Texte étudié –

%%

L’amour d’un père

Pour le général de réserve Doron Almog, son fils, sévèrement handicapé, a été son « professeur de vie »

Doron Almog et son fils Eran (photo credit: DR)
Doron Almog et son fils Eran
(photo credit: DR)

Quand leur fils voit le jour en 1984, le major-général (de réserve) Doron Almog et sa femme, Didi, ne se posent même pas la question : il ne fait aucun doute qu’il portera le nom du frère d’Almog. Commandant de char pendant la guerre du Kippour, Eran Avrutsky est mort après avoir attendu une semaine d’être évacué de l’endroit où il avait été blessé au combat.

Eran le nouveau-né, espèrent ses parents, viendra compenser une vie fauchée tragiquement. Mais le sort en décide autrement. Le bébé naît avec un handicap profond : il lui manque des fibres pour connecter les deux moitiés de son cerveau. Il apprendra à marcher, mais pas à parler.
Almog est tout à fait déterminé à ne pas laisser celui qui porte le nom de son frère mourir sur le champ de bataille. Et malgré la responsabilité écrasante que
  représente le fait de devoir prendre soin de l’enfant pendant les 23 années de sa vie, Almog prend cette nouvelle mission à cœur, pour les enfants handicapés des autres également, à travers la présidence d’ALEH Néguev.

Un village de réadaptation dans le Néguev

Etablissement de soins médicaux et de réadaptation situé à l’ouest d’Ofakim, ALEH Néguev fait partie du plus grand réseau de résidences pour enfants souffrant de handicaps physiques et cognitifs sévères d’Israël. Contrairement aux autres centres ALEH à Jérusalem, Bnei Brak et Guédéra, l’installation dans le Néguev a toutefois été conçue pour les personnes de tous âges : le résident le plus âgé a 52 ans.

Eran a été la première personne à s’installer à ALEH Néguev lorsque sa construction a été achevée en janvier 2006. Après sa mort, un an et un mois plus tard, le nom de la résidence a été changé en ALEH Néguev-Nahalat Eran.
Avec une capacité de 250 lits, le village de réadaptation innovateur accueille aujourd’hui 140 patients, la plupart d’entre eux en foyers de résidence assistée et le
 reste dans une unité hospitalière. Environ 12 000 traitements ambulatoires sont également fournis chaque année.

%%

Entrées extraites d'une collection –
%%

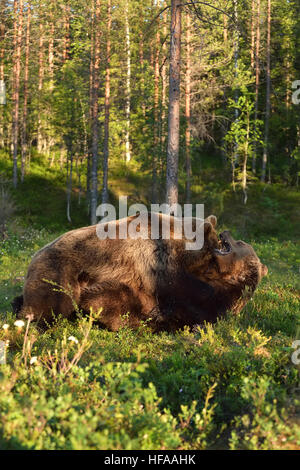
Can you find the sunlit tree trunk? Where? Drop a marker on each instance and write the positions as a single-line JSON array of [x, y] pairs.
[[25, 104], [163, 86], [188, 109], [257, 78], [156, 118], [253, 18], [40, 83], [94, 113], [2, 53], [128, 84], [174, 104], [225, 28], [268, 94], [66, 43], [106, 108], [18, 29]]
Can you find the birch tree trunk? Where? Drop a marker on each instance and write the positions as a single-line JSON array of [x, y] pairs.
[[252, 50], [18, 29], [163, 87], [257, 76], [128, 84], [2, 36], [40, 82], [106, 109], [94, 114], [174, 105], [66, 43], [268, 94], [25, 104], [188, 109], [156, 118]]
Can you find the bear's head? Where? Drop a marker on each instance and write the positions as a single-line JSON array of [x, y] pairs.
[[230, 266]]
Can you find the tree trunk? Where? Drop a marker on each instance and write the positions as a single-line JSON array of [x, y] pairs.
[[25, 104], [18, 28], [188, 109], [163, 88], [128, 84], [268, 94], [2, 51], [174, 105], [51, 53], [225, 28], [257, 75], [40, 82], [94, 113], [106, 109], [156, 119], [236, 91], [252, 51], [142, 82], [66, 32], [69, 184]]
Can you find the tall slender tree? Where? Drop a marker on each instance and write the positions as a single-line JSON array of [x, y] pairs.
[[18, 29], [106, 108], [174, 104], [95, 110], [268, 97], [25, 104], [188, 109], [128, 83]]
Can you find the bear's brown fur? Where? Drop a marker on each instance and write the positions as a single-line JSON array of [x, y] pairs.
[[157, 281]]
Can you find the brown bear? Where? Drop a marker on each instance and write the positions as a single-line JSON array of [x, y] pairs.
[[154, 280]]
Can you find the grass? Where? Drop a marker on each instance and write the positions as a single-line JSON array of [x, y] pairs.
[[231, 385]]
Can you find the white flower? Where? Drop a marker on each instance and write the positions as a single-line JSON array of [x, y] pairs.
[[72, 338]]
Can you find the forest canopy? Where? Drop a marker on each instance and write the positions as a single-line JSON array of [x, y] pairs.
[[167, 86]]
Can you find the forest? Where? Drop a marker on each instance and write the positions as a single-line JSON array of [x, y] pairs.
[[162, 101]]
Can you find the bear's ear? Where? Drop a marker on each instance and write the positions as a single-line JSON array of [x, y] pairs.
[[264, 270], [212, 219]]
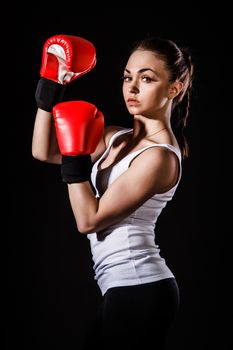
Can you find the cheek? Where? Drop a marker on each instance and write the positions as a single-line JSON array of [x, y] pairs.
[[124, 91]]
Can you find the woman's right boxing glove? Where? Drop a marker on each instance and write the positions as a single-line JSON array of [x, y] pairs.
[[64, 59], [79, 126]]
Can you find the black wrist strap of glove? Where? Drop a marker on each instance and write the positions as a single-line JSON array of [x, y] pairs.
[[76, 169], [48, 94]]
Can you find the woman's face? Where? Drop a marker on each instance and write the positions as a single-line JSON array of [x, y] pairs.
[[146, 83]]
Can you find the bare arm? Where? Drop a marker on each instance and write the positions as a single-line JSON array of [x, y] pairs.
[[127, 193], [44, 142]]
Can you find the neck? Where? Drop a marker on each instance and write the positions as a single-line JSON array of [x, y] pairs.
[[145, 126]]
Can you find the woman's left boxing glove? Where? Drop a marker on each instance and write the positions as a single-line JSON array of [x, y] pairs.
[[64, 59]]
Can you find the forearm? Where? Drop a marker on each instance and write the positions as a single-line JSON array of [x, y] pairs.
[[44, 142], [85, 207]]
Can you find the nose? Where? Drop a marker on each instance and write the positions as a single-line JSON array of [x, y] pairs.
[[133, 87]]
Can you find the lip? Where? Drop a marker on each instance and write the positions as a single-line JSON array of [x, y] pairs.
[[132, 102]]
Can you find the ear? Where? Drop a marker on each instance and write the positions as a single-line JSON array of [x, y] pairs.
[[175, 88]]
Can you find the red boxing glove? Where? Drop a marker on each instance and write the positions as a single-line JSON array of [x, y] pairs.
[[67, 57], [64, 59], [79, 127]]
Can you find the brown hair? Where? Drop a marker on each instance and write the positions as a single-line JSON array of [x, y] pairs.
[[179, 64]]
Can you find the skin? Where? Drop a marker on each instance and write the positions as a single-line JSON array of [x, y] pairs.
[[148, 94]]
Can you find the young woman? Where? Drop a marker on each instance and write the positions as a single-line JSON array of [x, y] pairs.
[[118, 200]]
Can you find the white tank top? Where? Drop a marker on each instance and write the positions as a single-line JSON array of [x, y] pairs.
[[126, 253]]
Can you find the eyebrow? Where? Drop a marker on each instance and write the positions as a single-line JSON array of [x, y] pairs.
[[143, 70]]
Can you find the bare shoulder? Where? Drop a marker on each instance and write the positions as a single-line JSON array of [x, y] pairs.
[[158, 165], [109, 131]]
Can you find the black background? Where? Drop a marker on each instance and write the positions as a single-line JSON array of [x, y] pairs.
[[52, 294]]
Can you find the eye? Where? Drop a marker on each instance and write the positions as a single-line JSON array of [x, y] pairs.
[[126, 78], [146, 79]]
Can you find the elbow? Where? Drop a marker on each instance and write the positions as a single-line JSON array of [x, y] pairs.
[[85, 229], [39, 156]]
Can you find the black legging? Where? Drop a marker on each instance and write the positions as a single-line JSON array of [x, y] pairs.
[[135, 317]]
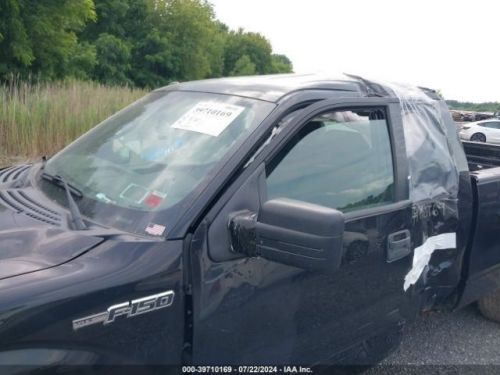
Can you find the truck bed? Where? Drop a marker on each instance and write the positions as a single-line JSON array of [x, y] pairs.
[[483, 266]]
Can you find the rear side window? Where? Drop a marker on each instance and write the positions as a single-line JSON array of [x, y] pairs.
[[341, 160]]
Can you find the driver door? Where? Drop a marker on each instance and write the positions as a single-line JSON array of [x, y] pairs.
[[256, 311]]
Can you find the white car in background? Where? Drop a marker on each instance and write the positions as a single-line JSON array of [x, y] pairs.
[[481, 131]]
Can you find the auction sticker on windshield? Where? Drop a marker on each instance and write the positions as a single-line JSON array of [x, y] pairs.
[[210, 118]]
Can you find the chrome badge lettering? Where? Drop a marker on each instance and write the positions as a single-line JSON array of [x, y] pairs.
[[127, 309]]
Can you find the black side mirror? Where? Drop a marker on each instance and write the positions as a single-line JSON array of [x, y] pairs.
[[291, 232]]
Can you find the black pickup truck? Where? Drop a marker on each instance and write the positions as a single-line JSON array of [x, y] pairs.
[[272, 220]]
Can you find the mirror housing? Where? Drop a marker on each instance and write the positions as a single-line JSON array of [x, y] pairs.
[[291, 232]]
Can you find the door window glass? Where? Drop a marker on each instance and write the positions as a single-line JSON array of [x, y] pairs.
[[341, 160]]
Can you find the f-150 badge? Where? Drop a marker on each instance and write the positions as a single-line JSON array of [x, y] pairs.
[[128, 309]]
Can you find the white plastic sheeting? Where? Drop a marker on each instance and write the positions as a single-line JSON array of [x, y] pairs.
[[422, 255], [433, 170]]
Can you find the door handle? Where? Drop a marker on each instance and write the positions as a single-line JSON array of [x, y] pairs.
[[398, 245]]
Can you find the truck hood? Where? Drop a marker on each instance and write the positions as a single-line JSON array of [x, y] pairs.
[[28, 246]]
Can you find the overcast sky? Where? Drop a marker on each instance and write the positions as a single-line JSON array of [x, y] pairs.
[[453, 46]]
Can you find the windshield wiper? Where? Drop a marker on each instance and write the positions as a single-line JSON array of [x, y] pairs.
[[76, 216]]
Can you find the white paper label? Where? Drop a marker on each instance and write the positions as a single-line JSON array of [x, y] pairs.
[[210, 118]]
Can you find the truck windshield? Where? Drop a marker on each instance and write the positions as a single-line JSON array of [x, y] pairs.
[[137, 169]]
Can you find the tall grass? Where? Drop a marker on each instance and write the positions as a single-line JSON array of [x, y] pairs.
[[41, 118]]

%%

Consignes –
**a.** Restituez sans modification le passage de l'article sur Doron Almog et son fils qui s'ouvre sur les mots « Quand leur fils » et se clôt sur « blessé au combat. ».
**b.** D'après l'article sur Doron Almog et son fils, dans quelles villes se trouvent les autres centres ALEH que celui du Néguev ?
**c.** Reprenez la rédaction de l'article sur Doron Almog et son fils à la suite de sa dernière phrase.

Réponses par consigne –
**a.**
Quand leur fils voit le jour en 1984, le major-général (de réserve) Doron Almog et sa femme, Didi, ne se posent même pas la question : il ne fait aucun doute qu’il portera le nom du frère d’Almog. Commandant de char pendant la guerre du Kippour, Eran Avrutsky est mort après avoir attendu une semaine d’être évacué de l’endroit où il avait été blessé au combat.

**b.** Jérusalem, Bnei Brak et Guédéra.

**c.**
Le complexe comprend un atelier de formation professionnelle, une piscine d’hydrothérapie, un mini-zoo, un parcours équestre, une clinique dentaire pour soins
 spéciaux et des jardins thérapeutiques. Les enfants d’âge préscolaire d’ALEH côtoient leurs pairs juifs et bédouins non handicapés des villes environnantes dans un jardin d’enfants intégré sur le campus.
Le coût des soins, chambre et pension est entièrement subventionné. Sur un budget annuel de fonctionnement de 30 millions de shekels, environ 80 % proviennent
 du gouvernement, et le reste de dons, de fondations et de partenaires stratégiques, dont le Fonds national juif américain.
Aux dires d’Almog, ALEH Néguev est encore en plein développement. « Nos prochains projets comptent un hôpital de réadaptation, un centre de recherche et
 d’éducation et un quartier résidentiel pour les 500 membres du personnel et d’autres familles de bonne volonté qui s’installeront dans le Néguev, sans nécessairement travailler dans notre village, mais susceptibles de se joindre à nos efforts. Nous avons besoin d’une bonne communauté voisine », explique le général à la retraite, dans une interview à ALEH Jérusalem.

Le sourire d’Eran

Les Almog avaient entendu parler du centre ALEH de Bnei Brak quand Eran était enfant. Ils ne pensaient pas, cependant, que ce serait une bonne solution pour lui, car ils ne sont pas religieux et habitent Rishon Letsion. Eran a donc vécu à la maison avec ses parents et sa sœur aînée, Nitsan, jusqu’à l’âge de 13 ans.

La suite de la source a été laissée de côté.